# Provided text
- - -
We were often told to drink adequate amounts of water within a day for the benefit of keeping the body hydrated. However, only few studies tell us of the right temperature to drink water and for everything other activity like,
- Taking a bath
- Baking bread
- Making coffee
Some of you might even ask…
Is there really a recommended temperature to drink water, if so, what is it?
Sceptics would even say
But it’s just water, why would there be any difference if it’s cold, hot or at room temperature?
The truth is, studies indicate that there IS, in fact, perfect water temperature for everything. Research suggests that it is best to,
- Take showers in lukewarm water
- Bake bread with cold water
- Drink room temperature water.
To understand this theory better, let us examine water and its characteristics.
Properties of Water
Water is a compound made of two parts hydrogen and one part oxygen (H2O) making it a highly suitable solvent. Its characteristics make it unique as it is found in all phases of matter- solid, liquid and gas. At room temperature, water is at liquid state where its tasteless and odorless. However, the temperature can largely influence water’s chemical structure and density, thus changing its property.
When water is at its boiling point which is at 212 °F, it starts to vaporise and turn from liquid to gas state. Water
Best Water Temperature
So they say, water has varying ideal temperatures based on its uses, let’s figure them out.
Refreshing baths mean lathering in lukewarm water where it’s neither too hot nor too cold. Hot water opens pores but may scald or dry out the skin. If you suddenly feel dryness of the skin, check out your shower water temperature, it may be too hot.
Washing plates and fresh produce. These activities need opposite water temperatures where plates need hot water to rid of dirt, oil and bacteria. Fresh produce like vegetables and fruits can stay fresh longer when washed in water at room temperature.
Drinking Water. We have heard different views regarding the ideal temperature on drinking water. Some people would suggest drinking water at room temperature to prevent oils and unwanted fat from accumulating in the stomach. Others suggest that drinking water can be healthier when taken cold because it can pass easily through the stomach.
Other studies about drinking water temperatures
A study conducted by the American College of Sports Medicine (ACSM) suggests drinking water should not focus on its temperature rather on its quantity and time. According to ACSM studies, drinking water should be done in between meals and not with meals.
Naturally, the body warms up any cold water taken in thus burning more calories. If more cold water is taken in, then more calories burned. However, experts admit that this does not replace going to the gym or your daily walks.
- - -
(Stored items from a collection)
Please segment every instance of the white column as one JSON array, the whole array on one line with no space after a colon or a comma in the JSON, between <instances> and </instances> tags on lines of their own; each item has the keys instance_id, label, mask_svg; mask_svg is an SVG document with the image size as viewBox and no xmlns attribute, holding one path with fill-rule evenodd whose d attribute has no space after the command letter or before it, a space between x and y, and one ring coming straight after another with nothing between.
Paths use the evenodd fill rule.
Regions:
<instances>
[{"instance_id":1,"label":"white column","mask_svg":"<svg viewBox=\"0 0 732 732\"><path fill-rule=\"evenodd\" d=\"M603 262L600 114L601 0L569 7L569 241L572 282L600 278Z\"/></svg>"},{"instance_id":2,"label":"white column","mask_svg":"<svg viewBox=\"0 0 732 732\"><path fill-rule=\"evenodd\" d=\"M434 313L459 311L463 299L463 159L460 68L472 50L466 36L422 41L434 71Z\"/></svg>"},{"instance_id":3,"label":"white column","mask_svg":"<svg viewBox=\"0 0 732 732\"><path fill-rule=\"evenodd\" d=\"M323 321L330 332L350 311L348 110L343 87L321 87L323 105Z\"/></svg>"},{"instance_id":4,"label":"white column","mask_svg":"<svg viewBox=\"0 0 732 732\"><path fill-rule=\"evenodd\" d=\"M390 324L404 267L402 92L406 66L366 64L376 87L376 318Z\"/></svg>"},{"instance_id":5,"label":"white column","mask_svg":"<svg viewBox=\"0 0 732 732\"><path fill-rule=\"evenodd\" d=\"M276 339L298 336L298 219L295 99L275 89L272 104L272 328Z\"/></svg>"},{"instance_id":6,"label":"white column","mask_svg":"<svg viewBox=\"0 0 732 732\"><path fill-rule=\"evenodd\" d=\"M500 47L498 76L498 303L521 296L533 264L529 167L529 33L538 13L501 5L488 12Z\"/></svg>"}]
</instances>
- - -
# Task requirements
Decide whether each statement below agrees with the article on water temperature. Answer yes or no, and quote the article's deciding words.
1. Research suggests baking bread with warm water.
2. Plates need hot water to get rid of dirt, oil and bacteria.
3. According to ACSM studies, water should be drunk with meals.

# Answer to this task
1. No: "Bake bread with cold water"
2. Yes: "plates need hot water to rid of dirt, oil and bacteria"
3. No: "drinking water should be done in between meals and not with meals"